(Problem description) Rewrite the part of the listing that opens with the line containing "For every instance of the dried orange segment" and runs through the end of the listing as a Markdown table, with a column "Row" for the row number and a column "Line" for the line. Leave out blank lines.

(Pointing dataset listing)
***

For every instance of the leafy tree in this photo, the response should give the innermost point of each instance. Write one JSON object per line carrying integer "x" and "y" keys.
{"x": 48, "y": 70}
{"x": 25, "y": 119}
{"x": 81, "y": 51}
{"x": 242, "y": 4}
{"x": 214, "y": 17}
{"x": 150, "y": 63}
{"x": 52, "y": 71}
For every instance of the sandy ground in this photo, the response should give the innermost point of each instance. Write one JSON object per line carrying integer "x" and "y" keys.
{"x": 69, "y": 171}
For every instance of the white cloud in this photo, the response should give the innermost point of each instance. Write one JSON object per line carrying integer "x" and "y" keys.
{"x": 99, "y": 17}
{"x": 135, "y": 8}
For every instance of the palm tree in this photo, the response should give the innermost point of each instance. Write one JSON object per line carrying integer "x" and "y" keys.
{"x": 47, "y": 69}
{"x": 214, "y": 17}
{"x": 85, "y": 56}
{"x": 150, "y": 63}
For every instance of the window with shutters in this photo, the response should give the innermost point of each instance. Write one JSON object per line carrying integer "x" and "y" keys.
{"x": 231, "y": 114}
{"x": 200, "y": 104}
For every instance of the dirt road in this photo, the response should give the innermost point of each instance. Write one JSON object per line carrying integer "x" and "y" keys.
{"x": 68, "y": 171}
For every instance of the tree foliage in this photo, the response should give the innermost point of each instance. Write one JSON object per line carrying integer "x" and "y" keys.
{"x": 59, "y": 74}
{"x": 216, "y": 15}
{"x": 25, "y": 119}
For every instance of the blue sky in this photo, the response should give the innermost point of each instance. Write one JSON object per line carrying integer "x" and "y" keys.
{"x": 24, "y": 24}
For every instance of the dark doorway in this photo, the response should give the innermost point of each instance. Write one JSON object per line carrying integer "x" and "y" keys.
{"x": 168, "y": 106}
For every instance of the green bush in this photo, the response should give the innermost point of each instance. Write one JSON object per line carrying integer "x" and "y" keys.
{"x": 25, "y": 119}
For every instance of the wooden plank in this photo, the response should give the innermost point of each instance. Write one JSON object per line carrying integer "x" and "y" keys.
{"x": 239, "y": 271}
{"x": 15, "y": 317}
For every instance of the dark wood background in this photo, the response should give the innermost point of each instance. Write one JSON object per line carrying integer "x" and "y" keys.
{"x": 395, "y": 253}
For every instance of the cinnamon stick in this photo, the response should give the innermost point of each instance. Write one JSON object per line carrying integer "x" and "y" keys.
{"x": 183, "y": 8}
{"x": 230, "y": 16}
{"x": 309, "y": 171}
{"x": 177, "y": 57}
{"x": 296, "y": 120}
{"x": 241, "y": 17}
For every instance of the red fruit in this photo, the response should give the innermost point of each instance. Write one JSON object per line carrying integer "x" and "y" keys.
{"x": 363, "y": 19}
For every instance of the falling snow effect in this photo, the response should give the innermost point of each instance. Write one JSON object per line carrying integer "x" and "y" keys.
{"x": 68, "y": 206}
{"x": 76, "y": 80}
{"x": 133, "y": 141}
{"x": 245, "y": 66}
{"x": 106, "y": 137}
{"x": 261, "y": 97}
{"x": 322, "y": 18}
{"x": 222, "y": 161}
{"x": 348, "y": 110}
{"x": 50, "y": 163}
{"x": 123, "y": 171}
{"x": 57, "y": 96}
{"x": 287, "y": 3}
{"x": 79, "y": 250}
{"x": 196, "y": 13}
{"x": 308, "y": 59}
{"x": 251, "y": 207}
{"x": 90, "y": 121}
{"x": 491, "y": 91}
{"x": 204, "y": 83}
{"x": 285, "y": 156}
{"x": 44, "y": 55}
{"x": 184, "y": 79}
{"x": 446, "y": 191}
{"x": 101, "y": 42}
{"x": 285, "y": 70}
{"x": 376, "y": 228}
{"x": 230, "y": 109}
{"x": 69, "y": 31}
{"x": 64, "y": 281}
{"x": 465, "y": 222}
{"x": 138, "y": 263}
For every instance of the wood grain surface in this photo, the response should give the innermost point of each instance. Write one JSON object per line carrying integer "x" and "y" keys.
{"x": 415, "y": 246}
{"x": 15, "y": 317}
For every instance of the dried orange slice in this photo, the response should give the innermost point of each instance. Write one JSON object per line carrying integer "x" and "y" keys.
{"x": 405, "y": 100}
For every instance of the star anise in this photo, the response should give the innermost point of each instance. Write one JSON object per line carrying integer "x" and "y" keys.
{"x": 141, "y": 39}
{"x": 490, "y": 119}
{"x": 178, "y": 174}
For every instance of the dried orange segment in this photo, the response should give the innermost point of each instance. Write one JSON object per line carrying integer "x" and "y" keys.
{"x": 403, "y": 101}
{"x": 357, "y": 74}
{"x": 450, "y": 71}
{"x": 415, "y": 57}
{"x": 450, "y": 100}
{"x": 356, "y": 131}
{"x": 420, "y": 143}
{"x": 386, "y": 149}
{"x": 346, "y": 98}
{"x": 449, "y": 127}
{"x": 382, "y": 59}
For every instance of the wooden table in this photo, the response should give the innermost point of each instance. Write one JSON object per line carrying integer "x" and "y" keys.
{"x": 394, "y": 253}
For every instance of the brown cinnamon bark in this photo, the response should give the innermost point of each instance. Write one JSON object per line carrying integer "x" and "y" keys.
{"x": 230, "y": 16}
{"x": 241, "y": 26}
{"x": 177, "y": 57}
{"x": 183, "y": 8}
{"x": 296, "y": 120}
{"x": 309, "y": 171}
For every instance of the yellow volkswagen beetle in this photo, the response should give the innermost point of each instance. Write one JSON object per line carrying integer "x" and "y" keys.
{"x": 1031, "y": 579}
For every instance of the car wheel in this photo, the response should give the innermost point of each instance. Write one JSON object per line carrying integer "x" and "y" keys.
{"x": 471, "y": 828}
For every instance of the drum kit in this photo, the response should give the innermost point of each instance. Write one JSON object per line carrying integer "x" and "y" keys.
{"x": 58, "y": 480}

***

(Response)
| Row | Line |
|---|---|
| 1 | For every instance of the dried orange segment in this photo, the response should give the innermost point of each instance. Write one JSON object per line carrying integer "x" and "y" keys. |
| 2 | {"x": 403, "y": 101} |
| 3 | {"x": 357, "y": 74} |
| 4 | {"x": 450, "y": 71} |
| 5 | {"x": 415, "y": 57} |
| 6 | {"x": 450, "y": 100} |
| 7 | {"x": 356, "y": 131} |
| 8 | {"x": 420, "y": 143} |
| 9 | {"x": 386, "y": 149} |
| 10 | {"x": 346, "y": 98} |
| 11 | {"x": 449, "y": 127} |
| 12 | {"x": 382, "y": 59} |
| 13 | For every instance of the wooden table in this photo, the response should give the innermost point of each instance. Write one JSON object per line carrying integer "x" and "y" keys. |
| 14 | {"x": 394, "y": 253} |
| 15 | For every instance of the brown cinnamon bark in this photo, the response should give the innermost point of each instance. Write one JSON object per line carrying integer "x" and "y" keys. |
| 16 | {"x": 230, "y": 16} |
| 17 | {"x": 241, "y": 26} |
| 18 | {"x": 177, "y": 57} |
| 19 | {"x": 183, "y": 8} |
| 20 | {"x": 296, "y": 120} |
| 21 | {"x": 309, "y": 171} |
| 22 | For every instance of the yellow volkswagen beetle in this photo, the response should give the innermost point of each instance. Write one JSON object per line carrying integer "x" and "y" keys. |
| 23 | {"x": 1031, "y": 579} |
| 24 | For every instance of the car wheel in this photo, the response should give the innermost point of each instance. Write one JSON object per line carrying integer "x" and "y" keys. |
| 25 | {"x": 471, "y": 828} |
| 26 | For every instance of the drum kit in this photo, the response should give the innermost point of each instance. Write one JSON object per line carrying integer "x" and "y" keys. |
| 27 | {"x": 58, "y": 480} |